-- RECORDS SUPPLIED follows --
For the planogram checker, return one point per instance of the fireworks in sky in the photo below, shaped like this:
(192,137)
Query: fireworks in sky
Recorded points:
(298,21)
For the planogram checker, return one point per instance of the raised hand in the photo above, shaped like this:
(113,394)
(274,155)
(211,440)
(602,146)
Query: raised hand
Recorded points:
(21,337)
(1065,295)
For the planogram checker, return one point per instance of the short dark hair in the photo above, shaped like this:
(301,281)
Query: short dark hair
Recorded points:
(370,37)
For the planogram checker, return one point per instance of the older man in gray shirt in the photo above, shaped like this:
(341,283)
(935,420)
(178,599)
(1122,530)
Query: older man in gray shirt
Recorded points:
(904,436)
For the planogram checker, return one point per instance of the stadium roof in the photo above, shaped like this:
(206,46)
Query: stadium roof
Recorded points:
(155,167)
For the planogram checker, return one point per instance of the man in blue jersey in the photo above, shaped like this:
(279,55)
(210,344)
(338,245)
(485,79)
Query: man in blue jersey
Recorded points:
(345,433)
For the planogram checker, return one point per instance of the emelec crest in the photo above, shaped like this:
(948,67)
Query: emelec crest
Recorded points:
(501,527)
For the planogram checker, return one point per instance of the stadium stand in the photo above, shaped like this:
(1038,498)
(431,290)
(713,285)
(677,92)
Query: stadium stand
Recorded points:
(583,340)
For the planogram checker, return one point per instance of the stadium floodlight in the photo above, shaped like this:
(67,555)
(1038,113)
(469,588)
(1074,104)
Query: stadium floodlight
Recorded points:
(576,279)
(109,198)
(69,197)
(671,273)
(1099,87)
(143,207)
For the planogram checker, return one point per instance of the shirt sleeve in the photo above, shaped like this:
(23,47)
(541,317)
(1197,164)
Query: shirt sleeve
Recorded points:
-- RECORDS SUPPLIED concluded --
PROBLEM TO WORK ON: Each line from the one containing "the stadium roof" through the last line of the entries is to be copied exactly, with no other lines added.

SOLUTION TO THIS PROBLEM:
For the planogram checker, return one point per instance of the stadium roof in the photo above, shaped like this:
(206,46)
Query: stadium roof
Recorded points:
(155,167)
For the planogram checker, return one point per instance of the man in blue jersey in the photo above, shaped like this:
(279,55)
(210,344)
(338,245)
(485,79)
Query: man in blue jersey
Recorded points:
(345,433)
For the planogram checker, return one point per instance of the emelec crest in the photo above, shaped like this:
(948,67)
Query: emelec crest
Recorded points:
(501,527)
For the planogram checker, return one point per instance of the stadium stand in the photo above, shaped like this:
(1038,498)
(431,290)
(713,285)
(677,92)
Query: stadium stand
Recorded points:
(583,340)
For the planogram checker, return one point per instance of the stadium floodlight in the photo above, shaped like this:
(67,555)
(1038,113)
(469,588)
(1074,104)
Query: stadium floodlight
Recorded points:
(576,279)
(109,198)
(69,197)
(671,273)
(1099,87)
(143,207)
For the planogram checker, return one point per instance of the shirt sleeve in the photo above, shaped like this:
(23,47)
(541,317)
(1197,164)
Query: shirt sleeve
Recorded points:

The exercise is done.